→ What you have to do:
Everything from the line holding "TASK = point to the dirt path, one" through the last line below must be repeated exactly, and nothing else.

** start Records shown **

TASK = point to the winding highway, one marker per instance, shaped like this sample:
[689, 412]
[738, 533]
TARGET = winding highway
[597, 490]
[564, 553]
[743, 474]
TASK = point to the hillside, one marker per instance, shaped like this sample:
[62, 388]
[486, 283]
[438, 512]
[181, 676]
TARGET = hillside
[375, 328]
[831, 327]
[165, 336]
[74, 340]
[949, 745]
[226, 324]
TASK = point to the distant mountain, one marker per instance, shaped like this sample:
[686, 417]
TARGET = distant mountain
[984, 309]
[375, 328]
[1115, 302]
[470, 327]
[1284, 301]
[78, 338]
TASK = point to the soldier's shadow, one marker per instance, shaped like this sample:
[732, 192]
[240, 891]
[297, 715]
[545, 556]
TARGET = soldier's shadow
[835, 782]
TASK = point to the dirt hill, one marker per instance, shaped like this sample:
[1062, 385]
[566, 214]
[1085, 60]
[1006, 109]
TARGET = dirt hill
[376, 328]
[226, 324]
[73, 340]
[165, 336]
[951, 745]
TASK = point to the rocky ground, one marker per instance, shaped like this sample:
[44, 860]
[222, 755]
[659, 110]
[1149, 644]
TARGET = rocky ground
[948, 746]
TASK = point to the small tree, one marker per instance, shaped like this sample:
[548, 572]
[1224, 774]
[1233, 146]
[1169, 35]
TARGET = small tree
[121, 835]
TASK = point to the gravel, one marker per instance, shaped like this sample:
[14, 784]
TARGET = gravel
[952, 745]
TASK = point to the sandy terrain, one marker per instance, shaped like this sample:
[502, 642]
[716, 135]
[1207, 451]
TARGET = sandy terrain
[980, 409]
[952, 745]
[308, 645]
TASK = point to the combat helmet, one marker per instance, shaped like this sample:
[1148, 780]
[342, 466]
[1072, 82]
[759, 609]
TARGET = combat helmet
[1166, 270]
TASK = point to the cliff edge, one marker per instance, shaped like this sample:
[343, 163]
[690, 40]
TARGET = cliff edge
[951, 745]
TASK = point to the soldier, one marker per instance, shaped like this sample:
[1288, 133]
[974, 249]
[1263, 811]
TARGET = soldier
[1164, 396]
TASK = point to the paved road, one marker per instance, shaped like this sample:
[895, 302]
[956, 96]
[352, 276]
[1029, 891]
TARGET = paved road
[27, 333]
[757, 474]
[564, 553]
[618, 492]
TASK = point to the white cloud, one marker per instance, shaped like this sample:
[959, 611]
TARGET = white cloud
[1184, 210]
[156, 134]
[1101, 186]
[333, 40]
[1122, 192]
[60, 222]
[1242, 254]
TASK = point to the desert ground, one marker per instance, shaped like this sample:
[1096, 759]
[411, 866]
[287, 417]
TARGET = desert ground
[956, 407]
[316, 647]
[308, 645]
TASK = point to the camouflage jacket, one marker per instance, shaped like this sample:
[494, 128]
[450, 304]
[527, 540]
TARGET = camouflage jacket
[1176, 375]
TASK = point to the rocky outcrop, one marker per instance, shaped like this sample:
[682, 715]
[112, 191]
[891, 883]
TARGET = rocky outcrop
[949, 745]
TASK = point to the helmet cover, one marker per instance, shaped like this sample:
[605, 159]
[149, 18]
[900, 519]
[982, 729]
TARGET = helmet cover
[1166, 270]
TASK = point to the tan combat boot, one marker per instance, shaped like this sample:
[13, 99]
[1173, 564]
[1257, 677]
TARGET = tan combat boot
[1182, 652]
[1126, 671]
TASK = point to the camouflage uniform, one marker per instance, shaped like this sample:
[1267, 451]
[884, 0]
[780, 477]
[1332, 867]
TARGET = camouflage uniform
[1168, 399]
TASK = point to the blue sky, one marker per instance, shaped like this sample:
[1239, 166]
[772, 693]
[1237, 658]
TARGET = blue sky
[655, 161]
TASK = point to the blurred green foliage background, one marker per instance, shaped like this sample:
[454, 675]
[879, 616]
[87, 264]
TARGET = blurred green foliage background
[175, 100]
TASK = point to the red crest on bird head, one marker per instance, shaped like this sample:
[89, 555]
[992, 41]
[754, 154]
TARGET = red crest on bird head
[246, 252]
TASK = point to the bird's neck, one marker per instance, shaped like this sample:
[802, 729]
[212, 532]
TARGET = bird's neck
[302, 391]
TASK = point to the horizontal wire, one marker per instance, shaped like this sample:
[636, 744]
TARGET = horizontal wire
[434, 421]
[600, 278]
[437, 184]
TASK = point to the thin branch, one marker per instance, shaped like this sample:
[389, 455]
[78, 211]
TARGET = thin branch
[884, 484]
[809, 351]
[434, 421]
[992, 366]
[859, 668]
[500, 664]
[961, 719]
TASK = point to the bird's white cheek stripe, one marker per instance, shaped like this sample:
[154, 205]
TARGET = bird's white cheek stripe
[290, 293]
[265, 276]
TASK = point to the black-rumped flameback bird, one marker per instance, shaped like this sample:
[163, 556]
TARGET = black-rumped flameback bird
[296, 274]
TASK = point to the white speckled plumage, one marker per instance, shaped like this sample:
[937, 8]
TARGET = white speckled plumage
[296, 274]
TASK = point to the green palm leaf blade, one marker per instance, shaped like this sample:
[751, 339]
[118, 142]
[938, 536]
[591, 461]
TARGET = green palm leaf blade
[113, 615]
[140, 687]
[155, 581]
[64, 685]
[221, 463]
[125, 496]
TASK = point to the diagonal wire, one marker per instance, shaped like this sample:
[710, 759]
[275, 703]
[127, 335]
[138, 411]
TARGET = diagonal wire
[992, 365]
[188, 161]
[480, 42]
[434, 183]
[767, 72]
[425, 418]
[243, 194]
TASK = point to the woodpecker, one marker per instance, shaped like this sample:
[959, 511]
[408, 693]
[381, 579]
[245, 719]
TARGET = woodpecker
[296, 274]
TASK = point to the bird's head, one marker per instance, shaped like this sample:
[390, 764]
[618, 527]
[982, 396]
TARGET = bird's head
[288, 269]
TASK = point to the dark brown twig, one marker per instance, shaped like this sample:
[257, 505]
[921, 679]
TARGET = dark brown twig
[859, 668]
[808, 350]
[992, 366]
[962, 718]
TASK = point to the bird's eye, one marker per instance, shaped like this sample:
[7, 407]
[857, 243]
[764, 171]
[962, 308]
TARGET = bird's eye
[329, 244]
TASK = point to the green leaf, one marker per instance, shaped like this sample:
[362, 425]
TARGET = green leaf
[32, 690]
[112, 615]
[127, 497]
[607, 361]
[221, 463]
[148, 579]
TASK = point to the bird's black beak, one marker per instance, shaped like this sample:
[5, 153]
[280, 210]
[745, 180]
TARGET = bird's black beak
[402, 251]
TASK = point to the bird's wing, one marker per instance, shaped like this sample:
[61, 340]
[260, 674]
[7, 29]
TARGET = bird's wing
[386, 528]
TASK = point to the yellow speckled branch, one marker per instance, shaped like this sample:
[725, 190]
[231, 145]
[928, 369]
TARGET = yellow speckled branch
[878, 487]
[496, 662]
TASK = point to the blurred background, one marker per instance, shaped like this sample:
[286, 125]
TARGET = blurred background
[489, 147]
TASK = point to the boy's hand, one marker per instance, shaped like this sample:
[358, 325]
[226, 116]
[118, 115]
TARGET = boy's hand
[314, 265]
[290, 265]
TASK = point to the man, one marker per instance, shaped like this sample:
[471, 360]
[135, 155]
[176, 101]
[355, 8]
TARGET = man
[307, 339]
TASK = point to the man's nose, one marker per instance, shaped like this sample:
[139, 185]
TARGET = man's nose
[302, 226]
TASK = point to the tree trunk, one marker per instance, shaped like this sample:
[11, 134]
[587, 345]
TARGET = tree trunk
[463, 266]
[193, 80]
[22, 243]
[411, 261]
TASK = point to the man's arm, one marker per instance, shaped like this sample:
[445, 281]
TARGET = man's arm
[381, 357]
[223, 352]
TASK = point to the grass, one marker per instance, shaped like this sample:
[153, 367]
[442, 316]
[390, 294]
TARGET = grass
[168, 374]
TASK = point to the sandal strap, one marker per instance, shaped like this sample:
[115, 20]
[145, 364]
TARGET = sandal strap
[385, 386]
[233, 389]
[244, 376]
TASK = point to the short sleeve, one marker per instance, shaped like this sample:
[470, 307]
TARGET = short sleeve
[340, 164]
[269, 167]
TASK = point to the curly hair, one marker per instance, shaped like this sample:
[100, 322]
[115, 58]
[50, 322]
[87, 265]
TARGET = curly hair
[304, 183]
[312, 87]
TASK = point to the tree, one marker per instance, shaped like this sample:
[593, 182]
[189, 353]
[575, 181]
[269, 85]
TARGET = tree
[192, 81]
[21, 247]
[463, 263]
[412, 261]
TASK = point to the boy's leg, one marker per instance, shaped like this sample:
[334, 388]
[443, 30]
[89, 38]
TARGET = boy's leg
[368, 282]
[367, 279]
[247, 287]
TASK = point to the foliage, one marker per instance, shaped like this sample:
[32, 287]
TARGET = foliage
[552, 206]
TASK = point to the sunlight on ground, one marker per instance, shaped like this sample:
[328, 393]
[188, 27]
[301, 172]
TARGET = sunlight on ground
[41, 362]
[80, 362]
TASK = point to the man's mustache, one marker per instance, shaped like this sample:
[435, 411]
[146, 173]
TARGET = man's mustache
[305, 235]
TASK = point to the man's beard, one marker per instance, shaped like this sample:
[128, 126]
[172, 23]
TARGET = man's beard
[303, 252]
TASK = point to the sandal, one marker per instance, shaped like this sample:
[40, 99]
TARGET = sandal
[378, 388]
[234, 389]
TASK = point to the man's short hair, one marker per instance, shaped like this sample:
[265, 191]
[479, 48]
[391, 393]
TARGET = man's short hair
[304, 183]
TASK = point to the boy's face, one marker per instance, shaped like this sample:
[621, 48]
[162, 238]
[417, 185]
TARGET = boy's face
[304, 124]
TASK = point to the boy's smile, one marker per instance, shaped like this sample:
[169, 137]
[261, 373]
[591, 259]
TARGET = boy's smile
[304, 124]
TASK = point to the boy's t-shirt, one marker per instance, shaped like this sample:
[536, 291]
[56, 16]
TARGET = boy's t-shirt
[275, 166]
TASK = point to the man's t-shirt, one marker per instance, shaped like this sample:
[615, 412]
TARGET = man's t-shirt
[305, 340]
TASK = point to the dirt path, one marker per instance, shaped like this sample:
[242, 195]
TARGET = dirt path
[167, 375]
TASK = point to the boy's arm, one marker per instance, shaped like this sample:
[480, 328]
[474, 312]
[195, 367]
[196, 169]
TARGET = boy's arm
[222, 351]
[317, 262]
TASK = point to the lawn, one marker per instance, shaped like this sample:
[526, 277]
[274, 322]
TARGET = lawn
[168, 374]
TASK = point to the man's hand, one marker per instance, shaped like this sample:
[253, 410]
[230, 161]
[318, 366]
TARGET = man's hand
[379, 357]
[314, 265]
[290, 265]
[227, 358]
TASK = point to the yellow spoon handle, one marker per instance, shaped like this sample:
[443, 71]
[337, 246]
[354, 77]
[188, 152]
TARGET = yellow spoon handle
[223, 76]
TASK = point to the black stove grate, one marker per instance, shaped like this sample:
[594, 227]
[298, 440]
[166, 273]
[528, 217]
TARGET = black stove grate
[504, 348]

** end Records shown **

→ Solved problem:
TASK = point to the dirt path, one marker per instance, shaped like this sample:
[242, 195]
TARGET = dirt path
[167, 375]
TASK = point to the boy's arm, one marker per instance, shaped like this sample:
[480, 328]
[474, 312]
[195, 367]
[196, 169]
TARGET = boy's arm
[222, 351]
[317, 262]
TASK = point to the lawn, one marker per instance, shaped like this sample:
[526, 277]
[274, 322]
TARGET = lawn
[168, 374]
TASK = point to the man's hand, one marker per instance, shaped like this sample:
[253, 410]
[230, 161]
[318, 366]
TARGET = man's hand
[379, 357]
[314, 265]
[290, 265]
[227, 358]
TASK = point to the yellow spoon handle, one marker per instance, shaped like this sample:
[443, 71]
[337, 246]
[354, 77]
[188, 152]
TARGET = yellow spoon handle
[223, 76]
TASK = point to the black stove grate, one marker per instance, shaped like this sample:
[594, 227]
[298, 440]
[166, 273]
[528, 217]
TARGET = black stove grate
[504, 348]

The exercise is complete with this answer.